### EXTRACTED INFORMATION
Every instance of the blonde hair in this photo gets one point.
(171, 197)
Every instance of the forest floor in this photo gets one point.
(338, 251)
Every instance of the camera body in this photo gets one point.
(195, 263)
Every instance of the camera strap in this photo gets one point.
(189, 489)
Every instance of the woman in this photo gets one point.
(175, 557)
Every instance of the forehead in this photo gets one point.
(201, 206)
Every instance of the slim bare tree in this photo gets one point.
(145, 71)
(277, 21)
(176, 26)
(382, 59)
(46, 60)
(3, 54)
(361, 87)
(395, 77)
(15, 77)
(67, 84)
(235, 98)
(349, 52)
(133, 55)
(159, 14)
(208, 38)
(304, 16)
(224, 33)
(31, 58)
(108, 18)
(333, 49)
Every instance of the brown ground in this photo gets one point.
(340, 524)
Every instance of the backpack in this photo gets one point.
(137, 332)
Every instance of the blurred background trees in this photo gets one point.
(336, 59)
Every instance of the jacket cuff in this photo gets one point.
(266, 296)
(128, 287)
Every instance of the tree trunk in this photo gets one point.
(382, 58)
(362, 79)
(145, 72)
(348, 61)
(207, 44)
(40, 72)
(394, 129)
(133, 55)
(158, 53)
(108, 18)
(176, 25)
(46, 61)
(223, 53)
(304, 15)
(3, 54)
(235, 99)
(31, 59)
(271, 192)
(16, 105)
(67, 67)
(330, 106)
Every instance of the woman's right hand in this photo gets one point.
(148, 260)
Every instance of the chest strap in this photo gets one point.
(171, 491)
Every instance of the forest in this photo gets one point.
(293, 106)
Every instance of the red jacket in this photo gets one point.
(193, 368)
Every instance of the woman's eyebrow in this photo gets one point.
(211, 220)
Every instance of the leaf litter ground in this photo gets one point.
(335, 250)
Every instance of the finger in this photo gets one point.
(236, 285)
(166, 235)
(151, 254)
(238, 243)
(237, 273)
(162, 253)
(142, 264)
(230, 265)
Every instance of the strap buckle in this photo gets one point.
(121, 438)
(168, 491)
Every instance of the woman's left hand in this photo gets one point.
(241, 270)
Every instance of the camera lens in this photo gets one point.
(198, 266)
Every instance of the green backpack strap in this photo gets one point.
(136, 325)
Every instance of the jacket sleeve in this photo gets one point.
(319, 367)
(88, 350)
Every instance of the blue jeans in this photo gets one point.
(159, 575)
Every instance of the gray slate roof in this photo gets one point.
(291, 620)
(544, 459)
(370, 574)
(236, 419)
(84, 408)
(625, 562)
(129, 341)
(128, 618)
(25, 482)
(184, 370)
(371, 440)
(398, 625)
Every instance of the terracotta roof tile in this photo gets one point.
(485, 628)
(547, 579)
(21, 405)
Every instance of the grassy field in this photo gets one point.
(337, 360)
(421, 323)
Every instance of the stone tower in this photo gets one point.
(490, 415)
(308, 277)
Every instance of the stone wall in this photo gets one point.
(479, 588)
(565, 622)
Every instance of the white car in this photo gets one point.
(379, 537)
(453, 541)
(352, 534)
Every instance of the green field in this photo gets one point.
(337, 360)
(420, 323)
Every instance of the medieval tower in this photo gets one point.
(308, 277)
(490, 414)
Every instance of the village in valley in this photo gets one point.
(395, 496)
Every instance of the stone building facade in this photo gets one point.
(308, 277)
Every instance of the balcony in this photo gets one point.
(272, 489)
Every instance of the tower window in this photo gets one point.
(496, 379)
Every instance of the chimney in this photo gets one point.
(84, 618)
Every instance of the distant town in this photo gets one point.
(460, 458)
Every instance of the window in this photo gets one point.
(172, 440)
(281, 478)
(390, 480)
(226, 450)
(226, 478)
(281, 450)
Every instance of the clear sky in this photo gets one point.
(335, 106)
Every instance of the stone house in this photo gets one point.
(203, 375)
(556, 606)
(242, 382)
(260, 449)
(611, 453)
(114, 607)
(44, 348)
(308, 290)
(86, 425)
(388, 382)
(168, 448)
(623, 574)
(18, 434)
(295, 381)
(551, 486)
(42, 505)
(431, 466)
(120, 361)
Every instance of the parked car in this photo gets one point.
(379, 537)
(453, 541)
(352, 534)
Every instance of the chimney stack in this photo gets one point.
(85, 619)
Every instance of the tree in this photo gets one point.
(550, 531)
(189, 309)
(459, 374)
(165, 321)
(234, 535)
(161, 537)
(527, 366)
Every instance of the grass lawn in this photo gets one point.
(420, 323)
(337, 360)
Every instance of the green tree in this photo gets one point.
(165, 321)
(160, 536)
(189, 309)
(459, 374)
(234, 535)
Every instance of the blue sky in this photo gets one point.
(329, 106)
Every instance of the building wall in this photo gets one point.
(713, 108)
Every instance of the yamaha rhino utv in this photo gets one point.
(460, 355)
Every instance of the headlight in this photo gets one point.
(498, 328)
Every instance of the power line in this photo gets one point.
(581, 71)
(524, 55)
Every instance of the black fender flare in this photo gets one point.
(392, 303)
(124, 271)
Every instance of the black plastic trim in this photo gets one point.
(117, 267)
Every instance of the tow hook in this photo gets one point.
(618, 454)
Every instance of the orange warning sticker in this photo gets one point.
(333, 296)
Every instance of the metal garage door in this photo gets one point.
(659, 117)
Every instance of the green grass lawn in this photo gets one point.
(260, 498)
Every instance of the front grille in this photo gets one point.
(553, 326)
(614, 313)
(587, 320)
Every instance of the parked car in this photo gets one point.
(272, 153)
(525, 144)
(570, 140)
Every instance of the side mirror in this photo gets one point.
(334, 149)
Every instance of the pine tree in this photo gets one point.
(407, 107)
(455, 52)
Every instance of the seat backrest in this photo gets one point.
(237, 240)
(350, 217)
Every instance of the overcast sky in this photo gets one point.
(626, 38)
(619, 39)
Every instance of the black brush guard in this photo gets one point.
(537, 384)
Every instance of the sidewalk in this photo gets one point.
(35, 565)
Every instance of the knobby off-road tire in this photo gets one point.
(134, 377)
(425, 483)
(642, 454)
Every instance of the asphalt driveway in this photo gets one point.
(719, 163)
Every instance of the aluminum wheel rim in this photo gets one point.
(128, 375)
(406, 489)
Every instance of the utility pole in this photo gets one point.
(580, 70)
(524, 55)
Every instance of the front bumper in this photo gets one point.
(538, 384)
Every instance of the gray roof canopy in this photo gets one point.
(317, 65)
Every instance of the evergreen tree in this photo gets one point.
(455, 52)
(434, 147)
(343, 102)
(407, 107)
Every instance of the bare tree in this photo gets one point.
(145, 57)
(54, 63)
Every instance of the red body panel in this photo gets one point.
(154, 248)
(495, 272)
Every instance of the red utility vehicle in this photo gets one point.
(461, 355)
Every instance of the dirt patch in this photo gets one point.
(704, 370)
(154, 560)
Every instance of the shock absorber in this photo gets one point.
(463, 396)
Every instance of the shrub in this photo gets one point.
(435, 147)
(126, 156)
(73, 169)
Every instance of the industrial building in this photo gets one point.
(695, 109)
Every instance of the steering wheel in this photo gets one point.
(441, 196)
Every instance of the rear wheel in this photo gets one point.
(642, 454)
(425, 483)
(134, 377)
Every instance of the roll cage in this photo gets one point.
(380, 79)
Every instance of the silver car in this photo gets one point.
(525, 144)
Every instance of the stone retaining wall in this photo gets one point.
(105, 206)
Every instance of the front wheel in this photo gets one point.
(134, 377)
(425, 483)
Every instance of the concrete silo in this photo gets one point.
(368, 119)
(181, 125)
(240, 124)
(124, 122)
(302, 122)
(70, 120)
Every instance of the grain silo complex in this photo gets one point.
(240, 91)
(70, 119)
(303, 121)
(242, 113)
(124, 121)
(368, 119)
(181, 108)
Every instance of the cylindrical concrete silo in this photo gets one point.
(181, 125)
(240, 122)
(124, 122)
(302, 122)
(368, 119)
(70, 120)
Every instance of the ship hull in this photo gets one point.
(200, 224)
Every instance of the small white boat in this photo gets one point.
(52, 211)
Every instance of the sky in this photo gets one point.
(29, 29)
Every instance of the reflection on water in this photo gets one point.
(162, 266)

---

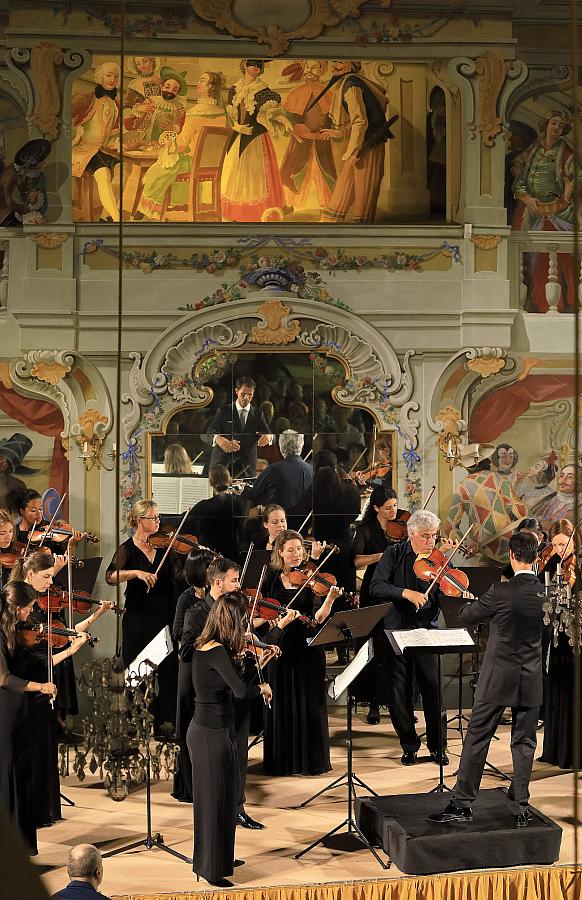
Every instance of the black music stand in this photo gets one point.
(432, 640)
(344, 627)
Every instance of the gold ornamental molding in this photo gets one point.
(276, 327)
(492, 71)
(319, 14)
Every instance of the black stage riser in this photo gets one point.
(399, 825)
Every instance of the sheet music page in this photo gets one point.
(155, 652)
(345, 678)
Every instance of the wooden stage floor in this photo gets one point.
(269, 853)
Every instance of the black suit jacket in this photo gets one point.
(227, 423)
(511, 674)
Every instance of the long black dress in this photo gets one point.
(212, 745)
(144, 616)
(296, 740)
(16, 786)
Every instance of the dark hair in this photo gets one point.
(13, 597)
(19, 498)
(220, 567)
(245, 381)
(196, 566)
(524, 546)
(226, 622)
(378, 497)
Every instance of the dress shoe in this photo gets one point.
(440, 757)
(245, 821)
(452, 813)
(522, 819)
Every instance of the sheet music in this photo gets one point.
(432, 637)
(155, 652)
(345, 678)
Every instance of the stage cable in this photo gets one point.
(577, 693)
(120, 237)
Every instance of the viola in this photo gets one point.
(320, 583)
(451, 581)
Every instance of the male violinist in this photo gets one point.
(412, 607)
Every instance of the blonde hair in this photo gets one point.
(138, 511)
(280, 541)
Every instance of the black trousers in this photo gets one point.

### TASK DIRECTIONS
Pull out every line of the items above that contains the word "lawn", matching case exactly.

### TASK RESPONSE
Every instance of the grass lawn in this photo gets one point.
Every instance of the green grass lawn in this photo gets one point.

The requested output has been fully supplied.